***** SUPPLIED DATA *****

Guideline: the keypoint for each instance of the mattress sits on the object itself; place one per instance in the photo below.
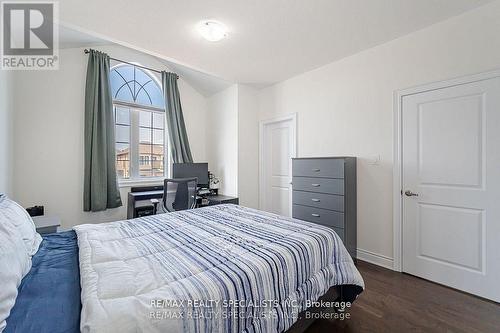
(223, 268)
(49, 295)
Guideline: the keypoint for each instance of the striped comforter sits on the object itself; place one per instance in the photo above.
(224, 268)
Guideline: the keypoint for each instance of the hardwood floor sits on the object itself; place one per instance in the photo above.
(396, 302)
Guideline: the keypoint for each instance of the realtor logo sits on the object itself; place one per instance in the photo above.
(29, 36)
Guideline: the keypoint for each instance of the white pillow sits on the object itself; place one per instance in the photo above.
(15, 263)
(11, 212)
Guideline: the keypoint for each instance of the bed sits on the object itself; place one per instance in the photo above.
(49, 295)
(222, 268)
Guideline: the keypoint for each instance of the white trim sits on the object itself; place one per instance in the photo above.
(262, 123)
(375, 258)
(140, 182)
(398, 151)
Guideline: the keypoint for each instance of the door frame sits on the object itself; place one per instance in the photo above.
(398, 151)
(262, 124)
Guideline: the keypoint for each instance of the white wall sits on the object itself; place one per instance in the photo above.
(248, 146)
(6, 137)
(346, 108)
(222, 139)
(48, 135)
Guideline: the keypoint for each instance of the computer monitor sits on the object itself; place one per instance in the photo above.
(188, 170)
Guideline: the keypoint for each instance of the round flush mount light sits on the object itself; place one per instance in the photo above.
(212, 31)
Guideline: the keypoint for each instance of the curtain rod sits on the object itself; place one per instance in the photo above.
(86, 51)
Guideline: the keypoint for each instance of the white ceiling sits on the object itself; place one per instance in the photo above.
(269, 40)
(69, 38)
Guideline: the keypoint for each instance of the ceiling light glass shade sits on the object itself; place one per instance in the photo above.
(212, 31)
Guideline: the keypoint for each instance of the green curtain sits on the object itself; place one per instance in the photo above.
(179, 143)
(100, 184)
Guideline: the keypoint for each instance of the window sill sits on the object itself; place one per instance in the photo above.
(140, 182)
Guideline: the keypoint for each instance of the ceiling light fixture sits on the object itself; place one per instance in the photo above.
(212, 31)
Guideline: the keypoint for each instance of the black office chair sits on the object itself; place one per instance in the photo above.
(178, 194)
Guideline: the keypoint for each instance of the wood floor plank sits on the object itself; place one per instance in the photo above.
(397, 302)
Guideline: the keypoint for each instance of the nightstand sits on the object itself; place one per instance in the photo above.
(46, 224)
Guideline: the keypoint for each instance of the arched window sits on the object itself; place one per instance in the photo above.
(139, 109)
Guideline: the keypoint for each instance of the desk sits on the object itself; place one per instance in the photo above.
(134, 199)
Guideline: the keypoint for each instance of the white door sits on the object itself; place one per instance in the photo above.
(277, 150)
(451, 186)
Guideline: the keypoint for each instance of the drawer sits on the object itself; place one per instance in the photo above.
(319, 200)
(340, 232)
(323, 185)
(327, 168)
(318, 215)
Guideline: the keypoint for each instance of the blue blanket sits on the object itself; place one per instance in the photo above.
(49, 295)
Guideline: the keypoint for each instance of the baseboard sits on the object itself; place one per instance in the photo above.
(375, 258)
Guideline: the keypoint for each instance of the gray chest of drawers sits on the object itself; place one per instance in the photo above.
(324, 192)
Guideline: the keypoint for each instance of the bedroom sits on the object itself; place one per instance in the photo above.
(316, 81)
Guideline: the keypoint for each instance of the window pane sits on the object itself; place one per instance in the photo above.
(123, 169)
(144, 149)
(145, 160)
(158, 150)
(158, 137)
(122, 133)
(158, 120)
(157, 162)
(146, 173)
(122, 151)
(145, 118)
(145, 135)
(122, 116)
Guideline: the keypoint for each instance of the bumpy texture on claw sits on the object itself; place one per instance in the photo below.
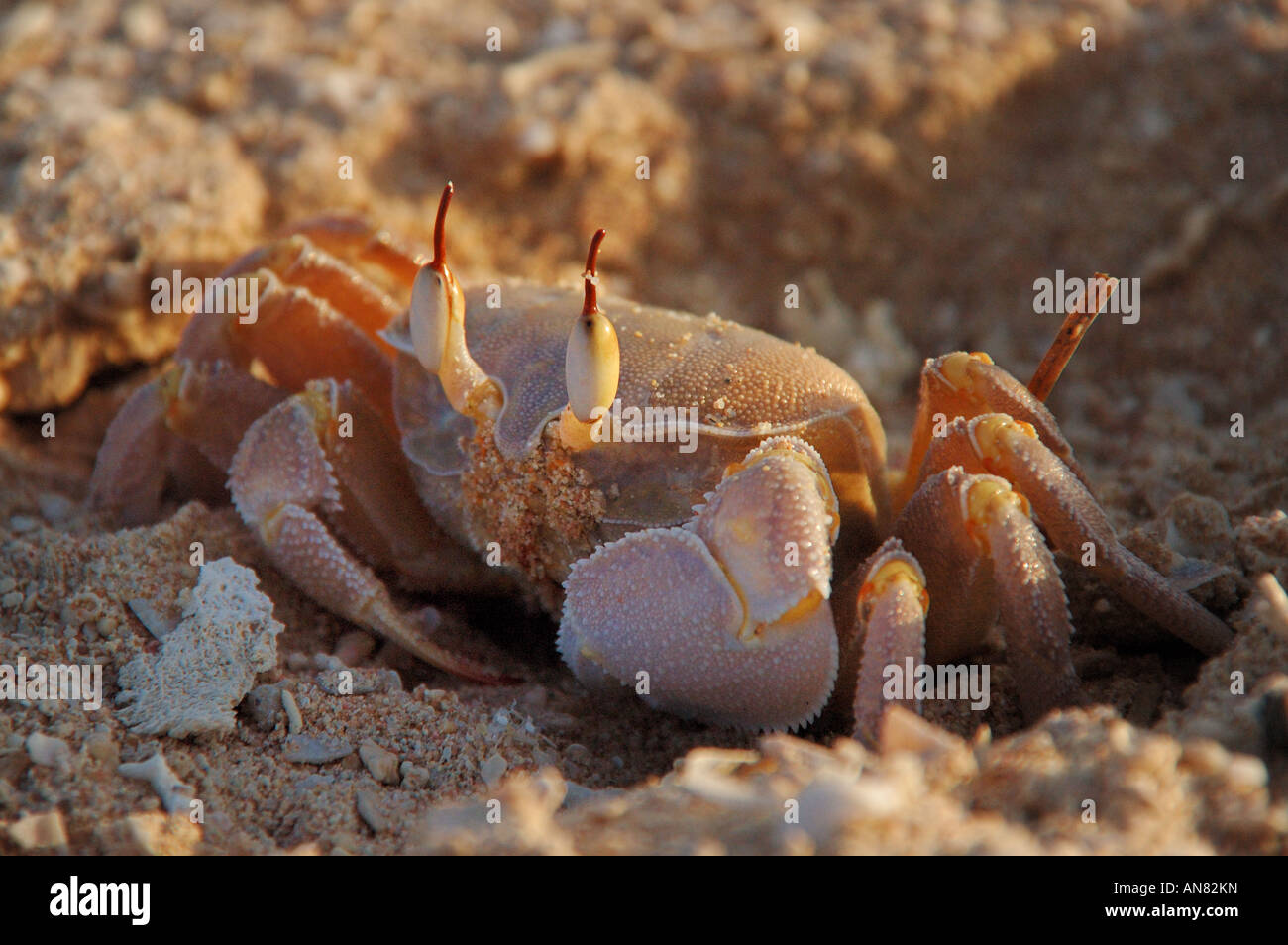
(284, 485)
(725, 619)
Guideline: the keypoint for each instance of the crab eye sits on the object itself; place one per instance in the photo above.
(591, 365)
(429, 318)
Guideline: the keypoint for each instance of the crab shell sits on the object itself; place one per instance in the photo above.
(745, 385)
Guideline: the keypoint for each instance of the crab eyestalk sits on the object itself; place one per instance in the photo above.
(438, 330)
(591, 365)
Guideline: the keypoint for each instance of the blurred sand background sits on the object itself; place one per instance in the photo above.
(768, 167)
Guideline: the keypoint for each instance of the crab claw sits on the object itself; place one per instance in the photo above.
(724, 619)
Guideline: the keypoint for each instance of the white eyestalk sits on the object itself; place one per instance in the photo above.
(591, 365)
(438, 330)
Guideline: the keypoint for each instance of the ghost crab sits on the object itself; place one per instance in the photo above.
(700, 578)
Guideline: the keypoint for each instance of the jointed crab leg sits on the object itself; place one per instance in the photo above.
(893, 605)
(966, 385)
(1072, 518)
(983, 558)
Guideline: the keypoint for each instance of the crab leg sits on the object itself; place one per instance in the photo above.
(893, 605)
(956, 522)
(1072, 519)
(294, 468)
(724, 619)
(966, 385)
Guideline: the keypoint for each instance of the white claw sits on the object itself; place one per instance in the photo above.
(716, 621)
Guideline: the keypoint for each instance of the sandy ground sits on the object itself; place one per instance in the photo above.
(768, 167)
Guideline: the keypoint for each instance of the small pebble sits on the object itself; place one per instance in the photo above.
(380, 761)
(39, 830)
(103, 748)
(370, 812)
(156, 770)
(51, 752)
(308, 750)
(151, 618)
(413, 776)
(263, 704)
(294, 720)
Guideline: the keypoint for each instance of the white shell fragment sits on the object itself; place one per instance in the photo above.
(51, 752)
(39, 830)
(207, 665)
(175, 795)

*****

### EXERCISE GOAL
Without the pictures, restate all of the entries above verbatim.

### RESULT BELOW
Guideline: the keypoint for each instance of the mattress sits on the object itself; place one per instance in the photo below.
(223, 268)
(49, 295)
Guideline: the keypoint for each instance of the striped comforter sits on the object itself; place one per instance in the photo above.
(224, 268)
Guideline: the keypoint for each instance of the hardwood floor sits on the object itself; place one per instance in the photo above.
(396, 302)
Guideline: the keypoint for each instance of the realtor logo sits on the object itself; place one per instance in the photo above.
(29, 36)
Guideline: the keypoint for each instance of the white pillow sits on the object itself; place one per instance in the photo above.
(15, 263)
(11, 212)
Guideline: the keypoint for each instance of the bed sits on the object itself; place one per instance in the photo above.
(49, 295)
(222, 268)
Guideline: the keypoint for each instance of the white trim sits on the object itself; place one per instance in the photo above.
(262, 123)
(375, 258)
(140, 182)
(398, 151)
Guideline: the keypoint for each instance of the door frame sits on the object itself; place one per instance in the photo above.
(398, 151)
(262, 124)
Guideline: the keypoint for each instance of the white wall sits on the object itself; place one per instance in the photo above.
(248, 146)
(6, 137)
(346, 108)
(222, 139)
(48, 135)
Guideline: the keypoint for each instance of the computer monitor sits on the object itself; place one per instance in the photo above.
(188, 170)
Guideline: the keypoint for each instance of the round flush mount light sits on the object itself; place one per instance in the photo above.
(212, 31)
Guideline: the keypoint for each instance of the curtain rod sits on the object itself; place one per instance in the photo above.
(86, 51)
Guideline: the keypoint for each instance of the white ceiling sits on the object itself; place one per instance in the photo above.
(269, 40)
(69, 38)
Guideline: the keypoint for each instance of the ceiling light glass shade sits on the object itself; place one per instance in the photo above.
(212, 31)
Guideline: the keypoint for each instance of the green curtain sits on the object itself; place one per instance in the photo above.
(179, 143)
(100, 184)
Guideline: the keypoint for each instance of the window sill sits on the object itself; place one per instance in the photo above.
(140, 182)
Guideline: the keypoint for each instance of the ceiling light fixture sits on the object itself; place one per instance in the photo above.
(212, 31)
Guideline: the keypoint for each instance of the black office chair sits on the object itself; place one per instance in the photo above.
(178, 194)
Guideline: the keypoint for each instance of the wood floor plank sits on the object itself; place one per instance in the photo above.
(397, 302)
Guideline: the keypoint for each instance of the nightstand sits on the object itself; place one per instance in the photo above.
(46, 224)
Guideline: the keypoint for each instance of the arched window sits on the object itself; place one per instance in the photo above.
(139, 109)
Guideline: the keypoint for each instance of the desk sits on the object itself; place one per instance in the photo above.
(134, 199)
Guideline: the keypoint for each instance of the white door sits on the object itself; place one per instance in the photo above.
(277, 150)
(451, 186)
Guideline: the keypoint for each instance of the drawer sits on the object itself; place one per instance in the photo above.
(319, 200)
(340, 232)
(323, 185)
(327, 168)
(318, 215)
Guideline: the keypoint for each instance of the blue blanket sits on the object itself; place one per instance in the photo above.
(49, 295)
Guideline: the keypoint for each instance of the baseboard sits on the object itself; place one per instance in the photo above.
(375, 258)
Guideline: the keypoint for each instance of the gray chest of drawers sits on the object itself; place one per instance in the photo above.
(324, 192)
Guideline: the keypoint for each instance of the bedroom sits on the object itself; place one per instance in the photo above.
(316, 81)
Guideline: the keypoint for each instance of the window pane sits on the object itself; place one per instance in the photo above.
(123, 169)
(144, 149)
(145, 160)
(158, 150)
(158, 137)
(122, 133)
(158, 120)
(157, 162)
(146, 173)
(122, 151)
(145, 118)
(145, 135)
(122, 116)
Guideline: the keypoint for each instance of the bumpy texture on claw sits on the object itself; place one per instance in the photo below.
(284, 485)
(725, 619)
Guideline: the keypoint for each instance of the crab eye sits on the object itself; place one per instance in the photo above.
(591, 365)
(429, 318)
Guideline: the keypoint for each instance of the crab shell sits on the object itself; place one per instance in the photo above.
(745, 385)
Guideline: the keypoint for each instance of the crab eyestalk sits on the object itself; place one per instance in the photo above.
(438, 330)
(591, 365)
Guideline: the keypoint for each instance of the blurred sand background sits on the object itself; place one per instance in the photo above.
(768, 167)
Guideline: the keypoint for each instance of the crab claw sits on the object itself; place one per instance in the photo above.
(724, 619)
Guideline: the keypoint for each instance of the white eyestalk sits on the object itself; place one per instance in the photo above.
(591, 365)
(438, 330)
Guideline: the keypoint for each instance of the ghost crab sits on the object itself; place one per instance in the photo above.
(700, 578)
Guideline: the keypoint for each instance of the jointed crab leg sits on the object itself; place one per instance in the photo above.
(893, 605)
(966, 385)
(1072, 518)
(983, 558)
Guideline: the keypoint for each instance of the crab leg sits on the object itself; place one per instance in the photo above.
(893, 605)
(956, 522)
(1072, 519)
(294, 468)
(724, 619)
(966, 385)
Guideline: the keypoint for each instance of the white claw sits on the object itself; place one per instance in the photo above.
(716, 621)
Guideline: the keypoint for each instance of the sandy ground sits on the object itself; place one per instance in the photo above.
(768, 167)
Guideline: the keypoint for each instance of the small pebble sits on the object itself; place one per instance in the photo above.
(380, 761)
(39, 830)
(103, 748)
(370, 812)
(156, 770)
(51, 752)
(308, 750)
(151, 618)
(413, 776)
(263, 704)
(294, 720)
Guideline: the keypoint for each instance of the white shell fragment sits on the object itself; place one per instance in the photo above.
(51, 752)
(39, 830)
(207, 665)
(175, 795)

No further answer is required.